■ Extracto de la página
El viajero que llega a Teruel, pequeña capital de provincia
rodeada de un hermoso y áspero paisaje de colinas y barrancos, dividida por el
profundo tajo del río Turia, de inmediato se siente asombrado ante la belleza de
varias torres que emergen del perfil de la ciudad. Destacando contra el cielo
del Bajo Aragón, puede apreciar cuatro esplendidas muestras del arte mudéjar: La
Catedral, San Pedro, San Salvador y la postrer de la Merced invitan a subir y
admirar fachadas e interiores.
En la obligada visita a la iglesia de
San Pedro, sorprende encontrar en uno de sus anexos un moderno sepulcro
realizado en alabastro cuyo motivo es, sin duda alguna, profano; contemplamos
dos sepulturas, adornadas con sendas figuras yacentes, mujer y varón, ambos
jóvenes, captados en el momento final en que pretenden entrelazar sus manos, en
un intento de permanecer unidos en la eternidad.
El monumento, esculpido en 1956 por Juan
de Ávalos, es un homenaje que la ciudad rinde a dos de sus conciudadanos más
universales: Isabel de Segura y Diego Marcilla, a quienes, quizá para que
pudiesen gozar en el recuerdo lo que no lograron en vida, han sido unidos para
siempre en un único nombre: Los Amantes de Teruel.
No es esta la única leyenda sobre amores trágicos que recoge la
memoria popular turolense, ¿acaso la dura geografía propicia pasiones igualmente
extremas? Pero, sin duda, Isabel y Diego se han erigido en el paradigma de amor
imposible llevado a sus últimas consecuencias.

■ Fragmentos de registros
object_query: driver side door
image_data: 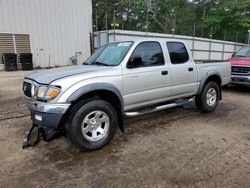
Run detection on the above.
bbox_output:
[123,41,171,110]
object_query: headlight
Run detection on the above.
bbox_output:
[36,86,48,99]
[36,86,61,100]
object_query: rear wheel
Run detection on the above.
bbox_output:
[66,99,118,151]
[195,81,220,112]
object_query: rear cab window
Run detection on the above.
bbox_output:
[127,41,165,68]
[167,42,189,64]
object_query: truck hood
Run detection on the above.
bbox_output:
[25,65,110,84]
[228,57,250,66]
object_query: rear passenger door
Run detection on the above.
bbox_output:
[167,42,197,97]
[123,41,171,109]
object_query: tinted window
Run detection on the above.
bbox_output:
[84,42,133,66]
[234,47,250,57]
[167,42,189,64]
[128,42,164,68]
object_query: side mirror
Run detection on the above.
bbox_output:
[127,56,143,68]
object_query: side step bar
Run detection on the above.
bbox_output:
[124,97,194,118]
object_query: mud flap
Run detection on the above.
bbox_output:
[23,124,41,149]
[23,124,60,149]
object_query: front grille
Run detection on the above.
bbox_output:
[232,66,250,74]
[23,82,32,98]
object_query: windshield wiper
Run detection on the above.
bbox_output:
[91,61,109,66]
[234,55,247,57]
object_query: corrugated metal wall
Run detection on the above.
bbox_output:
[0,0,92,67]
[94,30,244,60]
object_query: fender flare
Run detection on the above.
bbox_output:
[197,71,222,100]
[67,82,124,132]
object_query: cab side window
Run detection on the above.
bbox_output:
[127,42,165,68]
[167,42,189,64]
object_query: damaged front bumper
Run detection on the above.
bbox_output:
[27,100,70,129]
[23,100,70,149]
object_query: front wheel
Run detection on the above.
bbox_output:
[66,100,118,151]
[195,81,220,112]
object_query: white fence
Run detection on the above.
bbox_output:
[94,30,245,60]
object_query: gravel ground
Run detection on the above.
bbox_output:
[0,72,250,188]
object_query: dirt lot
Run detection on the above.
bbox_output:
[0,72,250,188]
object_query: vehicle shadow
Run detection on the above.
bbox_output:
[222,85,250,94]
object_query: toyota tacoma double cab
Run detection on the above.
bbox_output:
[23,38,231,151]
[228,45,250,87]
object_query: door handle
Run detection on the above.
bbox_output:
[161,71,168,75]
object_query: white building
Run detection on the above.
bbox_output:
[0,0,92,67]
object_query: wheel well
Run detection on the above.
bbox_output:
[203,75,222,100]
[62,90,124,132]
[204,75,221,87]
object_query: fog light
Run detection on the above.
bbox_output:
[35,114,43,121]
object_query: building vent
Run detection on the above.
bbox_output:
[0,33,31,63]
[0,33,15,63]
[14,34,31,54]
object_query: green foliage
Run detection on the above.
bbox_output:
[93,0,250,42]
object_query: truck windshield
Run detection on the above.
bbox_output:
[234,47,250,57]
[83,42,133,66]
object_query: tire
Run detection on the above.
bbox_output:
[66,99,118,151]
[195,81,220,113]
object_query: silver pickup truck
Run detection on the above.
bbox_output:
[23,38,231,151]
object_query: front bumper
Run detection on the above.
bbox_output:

■ Objetivos
A. Enumere las muestras del arte mudéjar que, según el texto sobre Teruel, destacan en el perfil de la ciudad.
B. Indique si cada afirmación coincide con el texto sobre Teruel, respondiendo sí o no y citando las palabras decisivas: (i) el sepulcro de los Amantes está hecho de alabastro; (ii) el monumento fue esculpido en 1965; (iii) el río que divide la ciudad es el Ebro.

■ Respuestas
A. La Catedral, San Pedro, San Salvador y la Merced.

B.
(i) Sí: "un moderno sepulcro realizado en alabastro".
(ii) No: "esculpido en 1956 por Juan de Ávalos".
(iii) No: "dividida por el profundo tajo del río Turia".